(Dataset items)
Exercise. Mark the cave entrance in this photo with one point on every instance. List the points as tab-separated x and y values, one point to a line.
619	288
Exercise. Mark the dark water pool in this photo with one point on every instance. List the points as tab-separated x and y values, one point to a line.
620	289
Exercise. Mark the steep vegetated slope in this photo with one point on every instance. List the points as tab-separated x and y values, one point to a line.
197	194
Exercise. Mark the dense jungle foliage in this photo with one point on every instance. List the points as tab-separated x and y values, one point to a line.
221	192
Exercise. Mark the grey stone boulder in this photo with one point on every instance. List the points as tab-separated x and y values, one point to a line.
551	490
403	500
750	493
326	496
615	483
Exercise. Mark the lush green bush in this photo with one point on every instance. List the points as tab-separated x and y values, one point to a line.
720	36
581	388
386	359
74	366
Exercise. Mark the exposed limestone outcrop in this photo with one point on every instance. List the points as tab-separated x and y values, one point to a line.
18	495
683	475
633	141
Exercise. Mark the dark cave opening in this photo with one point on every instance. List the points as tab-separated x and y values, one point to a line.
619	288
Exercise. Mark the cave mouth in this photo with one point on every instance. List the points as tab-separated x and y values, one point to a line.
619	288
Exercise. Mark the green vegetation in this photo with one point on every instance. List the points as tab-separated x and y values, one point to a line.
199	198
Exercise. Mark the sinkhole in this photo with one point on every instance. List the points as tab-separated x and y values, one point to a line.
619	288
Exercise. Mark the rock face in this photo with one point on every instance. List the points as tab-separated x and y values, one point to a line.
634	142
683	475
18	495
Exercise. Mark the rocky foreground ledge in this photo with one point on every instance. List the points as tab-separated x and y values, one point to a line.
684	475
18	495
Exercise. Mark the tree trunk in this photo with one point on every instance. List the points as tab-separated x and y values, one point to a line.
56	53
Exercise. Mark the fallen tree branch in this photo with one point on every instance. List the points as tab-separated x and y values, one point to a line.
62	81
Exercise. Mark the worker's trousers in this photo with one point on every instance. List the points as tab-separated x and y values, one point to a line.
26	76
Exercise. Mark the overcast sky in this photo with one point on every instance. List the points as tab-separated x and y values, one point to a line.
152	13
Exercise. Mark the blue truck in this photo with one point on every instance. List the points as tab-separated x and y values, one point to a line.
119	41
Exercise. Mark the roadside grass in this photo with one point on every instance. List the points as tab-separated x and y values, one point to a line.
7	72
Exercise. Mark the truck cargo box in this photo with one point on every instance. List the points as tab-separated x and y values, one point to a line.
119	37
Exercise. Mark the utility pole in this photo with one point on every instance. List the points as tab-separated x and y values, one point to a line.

◆ What you should do
Line by line, copy the entries above exactly as they appear.

◆ Answer box
Exercise. Mark the cave entrance in this photo with one point on every instance. List the points as tab-separated x and y values, one point to a line.
619	288
Exercise. Mark the dark water pool in this photo with one point on every instance. List the points as tab-separated x and y values, one point to a line.
620	289
Exercise. Mark the steep vegetated slope in this photo with one point on every instance. List the points as tab-separated x and y values, one point to a line.
197	194
Exercise. Mark the dense jungle foliage in this photo with one point on every instance. List the points as tab-separated x and y values, one point to a line.
221	192
Exercise. Mark the grey stone boulder in this photo with one point on every instance. List the points as tab-separated x and y values, one point to a line.
551	490
403	500
750	493
326	496
615	483
Exercise. Mark the lush green bush in this photo with one point on every instance. List the points as tab-separated x and y values, one point to a line.
720	36
581	388
386	359
74	366
Exercise. Mark the exposed limestone outcrop in this photo with one point on every instance. List the points as tab-separated x and y values, one point to a line.
18	495
683	475
633	141
Exercise. Mark the dark cave opening in this photo with one point on every instance. List the points as tab-separated x and y values, one point to a line.
619	288
Exercise. Mark the cave mouth in this photo with one point on every instance. List the points as tab-separated x and y values, one point to a line.
619	288
Exercise. Mark the green vegetation in this photo with one point on every instance. List the points as tab-separated x and y values, one point to a line.
199	198
Exercise. Mark the sinkhole in this photo with one point on every instance. List the points as tab-separated x and y values, one point to a line.
619	288
Exercise. Mark the rock face in this photo with one point on every instance. List the points as tab-separated x and y values, one point to a line.
634	142
683	475
18	495
Exercise. Mark the rocky foreground ledge in this photo with one point on every instance. List the points as tab-separated x and y values, one point to a line.
684	475
18	495
Exercise. Mark the tree trunk in this photo with one point on every instance. List the points as tab-separated x and y values, one point to a line.
56	53
Exercise. Mark the fallen tree branch in this photo with one point on every instance. List the points as tab-separated x and y values, one point to a line.
62	81
Exercise. Mark the worker's trousers in this photo with one point on every instance. List the points as tab-separated x and y values, one point to a line.
26	76
Exercise. Mark the overcast sky in this photo with one point on every instance. List the points as tab-separated x and y values, one point to a line.
152	13
Exercise. Mark the blue truck in this photo with one point on every instance. List the points as tab-separated x and y values, one point to a line.
119	41
Exercise. Mark the roadside grass in this photo with one point on every instance. List the points as tab-separated x and y values, one point to a line.
7	72
Exercise. Mark the truck cargo box in this photo with one point on every instance. List the points as tab-separated x and y values, one point to a line.
119	37
Exercise. Mark the utility pole in this photo with one point on every instance. List the points as tab-separated x and y values, one point to a line.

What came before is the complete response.